What to work on
Reproduce the following records exactly from the line containing "the white window" onward, ending with the last line and including it.

- - - - - - -

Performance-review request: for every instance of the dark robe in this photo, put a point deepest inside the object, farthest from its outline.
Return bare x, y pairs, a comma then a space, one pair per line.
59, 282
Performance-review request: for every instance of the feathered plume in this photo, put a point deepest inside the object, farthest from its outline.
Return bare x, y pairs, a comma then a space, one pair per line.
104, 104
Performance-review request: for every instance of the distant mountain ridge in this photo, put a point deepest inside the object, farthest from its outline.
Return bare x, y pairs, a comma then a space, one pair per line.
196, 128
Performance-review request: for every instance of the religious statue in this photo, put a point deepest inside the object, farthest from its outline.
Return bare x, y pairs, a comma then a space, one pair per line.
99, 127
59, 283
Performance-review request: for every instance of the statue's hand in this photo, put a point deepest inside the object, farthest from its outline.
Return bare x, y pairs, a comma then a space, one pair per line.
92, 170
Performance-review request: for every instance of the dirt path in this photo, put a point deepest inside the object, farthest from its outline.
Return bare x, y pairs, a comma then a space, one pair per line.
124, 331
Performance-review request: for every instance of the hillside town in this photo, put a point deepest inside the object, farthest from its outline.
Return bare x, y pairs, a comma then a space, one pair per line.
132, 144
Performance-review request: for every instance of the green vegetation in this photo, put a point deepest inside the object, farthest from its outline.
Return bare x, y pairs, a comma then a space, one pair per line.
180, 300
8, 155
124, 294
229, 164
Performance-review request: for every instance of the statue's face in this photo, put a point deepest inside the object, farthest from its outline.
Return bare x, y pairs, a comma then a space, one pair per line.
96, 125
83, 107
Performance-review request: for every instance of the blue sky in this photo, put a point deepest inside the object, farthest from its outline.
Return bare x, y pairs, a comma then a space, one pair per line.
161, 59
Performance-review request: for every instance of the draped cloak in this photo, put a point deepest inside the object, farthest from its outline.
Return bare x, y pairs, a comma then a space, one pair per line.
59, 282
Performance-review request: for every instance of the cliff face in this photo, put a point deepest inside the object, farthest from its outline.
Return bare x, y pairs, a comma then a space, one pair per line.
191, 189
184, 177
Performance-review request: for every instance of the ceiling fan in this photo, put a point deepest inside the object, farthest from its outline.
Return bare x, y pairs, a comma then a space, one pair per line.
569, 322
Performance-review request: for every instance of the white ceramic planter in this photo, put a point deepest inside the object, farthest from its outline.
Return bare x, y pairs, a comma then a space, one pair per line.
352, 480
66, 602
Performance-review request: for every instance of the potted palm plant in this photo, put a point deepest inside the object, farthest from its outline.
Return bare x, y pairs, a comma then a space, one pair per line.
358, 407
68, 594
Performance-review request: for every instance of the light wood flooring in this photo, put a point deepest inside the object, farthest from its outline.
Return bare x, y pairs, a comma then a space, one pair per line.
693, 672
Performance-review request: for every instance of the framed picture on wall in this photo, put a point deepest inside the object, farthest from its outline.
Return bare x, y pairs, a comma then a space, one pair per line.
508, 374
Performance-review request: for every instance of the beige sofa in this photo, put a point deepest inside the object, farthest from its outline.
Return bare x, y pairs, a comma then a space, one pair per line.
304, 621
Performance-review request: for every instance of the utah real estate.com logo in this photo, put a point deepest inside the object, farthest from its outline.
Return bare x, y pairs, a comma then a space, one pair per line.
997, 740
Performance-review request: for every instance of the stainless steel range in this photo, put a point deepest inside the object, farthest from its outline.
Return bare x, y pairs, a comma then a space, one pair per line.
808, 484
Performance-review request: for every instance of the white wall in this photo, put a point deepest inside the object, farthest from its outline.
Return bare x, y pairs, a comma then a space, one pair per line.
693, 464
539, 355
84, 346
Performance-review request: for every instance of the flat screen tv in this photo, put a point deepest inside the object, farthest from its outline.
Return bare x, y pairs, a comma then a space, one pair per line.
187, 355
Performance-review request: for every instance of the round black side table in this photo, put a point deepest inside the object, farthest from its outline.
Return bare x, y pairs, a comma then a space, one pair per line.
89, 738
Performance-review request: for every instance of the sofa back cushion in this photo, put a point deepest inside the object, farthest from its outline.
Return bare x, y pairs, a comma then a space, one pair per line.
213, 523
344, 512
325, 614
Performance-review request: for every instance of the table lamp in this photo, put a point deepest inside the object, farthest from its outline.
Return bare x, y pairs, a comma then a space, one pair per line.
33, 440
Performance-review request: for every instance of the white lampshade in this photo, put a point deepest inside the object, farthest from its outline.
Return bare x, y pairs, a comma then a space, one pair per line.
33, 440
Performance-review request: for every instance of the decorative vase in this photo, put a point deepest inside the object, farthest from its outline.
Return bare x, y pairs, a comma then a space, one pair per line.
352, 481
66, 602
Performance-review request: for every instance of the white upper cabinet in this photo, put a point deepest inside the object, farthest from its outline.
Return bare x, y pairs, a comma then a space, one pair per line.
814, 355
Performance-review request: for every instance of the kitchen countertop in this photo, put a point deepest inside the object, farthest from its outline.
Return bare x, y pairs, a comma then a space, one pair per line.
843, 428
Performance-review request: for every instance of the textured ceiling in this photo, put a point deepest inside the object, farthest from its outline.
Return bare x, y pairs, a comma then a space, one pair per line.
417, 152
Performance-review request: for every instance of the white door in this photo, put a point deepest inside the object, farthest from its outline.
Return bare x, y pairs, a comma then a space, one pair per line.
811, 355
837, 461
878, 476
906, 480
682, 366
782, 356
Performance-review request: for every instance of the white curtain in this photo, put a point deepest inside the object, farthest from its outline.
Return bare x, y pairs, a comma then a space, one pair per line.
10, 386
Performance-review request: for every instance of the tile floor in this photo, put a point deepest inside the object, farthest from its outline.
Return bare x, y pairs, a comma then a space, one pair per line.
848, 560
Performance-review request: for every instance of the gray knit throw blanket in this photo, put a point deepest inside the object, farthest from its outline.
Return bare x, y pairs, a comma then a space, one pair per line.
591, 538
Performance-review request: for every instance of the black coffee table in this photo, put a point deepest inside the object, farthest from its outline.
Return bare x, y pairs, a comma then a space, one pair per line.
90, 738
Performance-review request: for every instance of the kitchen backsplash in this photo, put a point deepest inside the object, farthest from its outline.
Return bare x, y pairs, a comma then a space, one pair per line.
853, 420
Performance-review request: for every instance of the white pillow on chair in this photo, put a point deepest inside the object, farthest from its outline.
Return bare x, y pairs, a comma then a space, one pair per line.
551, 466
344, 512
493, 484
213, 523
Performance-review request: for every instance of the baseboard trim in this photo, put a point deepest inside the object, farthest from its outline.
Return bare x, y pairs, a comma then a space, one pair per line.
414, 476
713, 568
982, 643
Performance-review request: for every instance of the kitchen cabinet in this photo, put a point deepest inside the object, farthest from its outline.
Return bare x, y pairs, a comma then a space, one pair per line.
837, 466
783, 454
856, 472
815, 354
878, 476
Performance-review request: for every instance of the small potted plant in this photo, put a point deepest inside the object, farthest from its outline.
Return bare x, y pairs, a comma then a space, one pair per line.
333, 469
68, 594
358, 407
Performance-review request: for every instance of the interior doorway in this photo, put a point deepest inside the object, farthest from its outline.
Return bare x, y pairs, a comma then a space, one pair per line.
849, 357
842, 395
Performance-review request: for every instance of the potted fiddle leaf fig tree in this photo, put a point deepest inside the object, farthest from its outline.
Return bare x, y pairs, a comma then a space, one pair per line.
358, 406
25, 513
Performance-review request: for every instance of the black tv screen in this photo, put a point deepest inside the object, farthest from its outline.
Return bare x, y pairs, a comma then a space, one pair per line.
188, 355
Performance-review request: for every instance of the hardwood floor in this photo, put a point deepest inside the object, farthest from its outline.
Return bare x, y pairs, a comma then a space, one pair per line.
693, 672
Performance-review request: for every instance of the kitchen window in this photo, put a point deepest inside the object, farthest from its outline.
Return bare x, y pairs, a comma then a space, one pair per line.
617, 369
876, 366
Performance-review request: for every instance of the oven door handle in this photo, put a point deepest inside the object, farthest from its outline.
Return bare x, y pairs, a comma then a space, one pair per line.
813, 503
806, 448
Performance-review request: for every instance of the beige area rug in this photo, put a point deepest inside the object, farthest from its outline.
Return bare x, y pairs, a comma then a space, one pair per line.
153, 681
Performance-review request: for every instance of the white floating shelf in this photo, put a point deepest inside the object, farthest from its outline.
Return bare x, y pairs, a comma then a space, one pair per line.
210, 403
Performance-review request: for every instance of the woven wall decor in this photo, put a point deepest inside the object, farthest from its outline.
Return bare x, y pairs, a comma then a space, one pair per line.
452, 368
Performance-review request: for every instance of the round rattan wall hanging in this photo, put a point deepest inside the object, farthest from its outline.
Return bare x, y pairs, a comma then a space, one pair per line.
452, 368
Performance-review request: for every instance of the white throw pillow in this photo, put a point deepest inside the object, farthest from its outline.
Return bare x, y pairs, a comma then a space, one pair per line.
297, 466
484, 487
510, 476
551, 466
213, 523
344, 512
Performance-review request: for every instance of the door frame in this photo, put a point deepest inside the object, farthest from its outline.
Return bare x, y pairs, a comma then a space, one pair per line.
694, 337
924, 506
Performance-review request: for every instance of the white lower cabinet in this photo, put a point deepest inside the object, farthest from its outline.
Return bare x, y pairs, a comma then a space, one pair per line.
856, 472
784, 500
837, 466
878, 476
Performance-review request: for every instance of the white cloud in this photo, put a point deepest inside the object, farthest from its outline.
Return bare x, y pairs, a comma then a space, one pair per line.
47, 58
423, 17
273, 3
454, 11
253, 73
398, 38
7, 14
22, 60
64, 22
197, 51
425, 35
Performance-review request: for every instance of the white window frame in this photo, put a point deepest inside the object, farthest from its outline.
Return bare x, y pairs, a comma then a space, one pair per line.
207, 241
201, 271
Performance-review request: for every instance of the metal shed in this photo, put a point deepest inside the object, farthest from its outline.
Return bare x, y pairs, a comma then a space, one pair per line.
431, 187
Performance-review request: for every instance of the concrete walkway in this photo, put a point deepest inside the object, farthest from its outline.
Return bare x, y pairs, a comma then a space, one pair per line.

- - - - - - -

Response to this exercise
Performance-review request: for every instance of the white window frame in this photo, put a point deepest inside the object, farthest from its outline.
Return bare x, y pairs, a comma then a space, one pair per line.
207, 241
201, 271
Performance-review request: for every instance of the metal shed in this photo, put a point deepest inside the object, farthest from its outline.
Return bare x, y pairs, a comma then a space, one pair per line.
431, 187
Performance-review request: for every instance of the concrete walkway in this photo, put a point deepest inside the object, farthest from its outline.
Return bare x, y pairs, a comma then a space, one pair per line.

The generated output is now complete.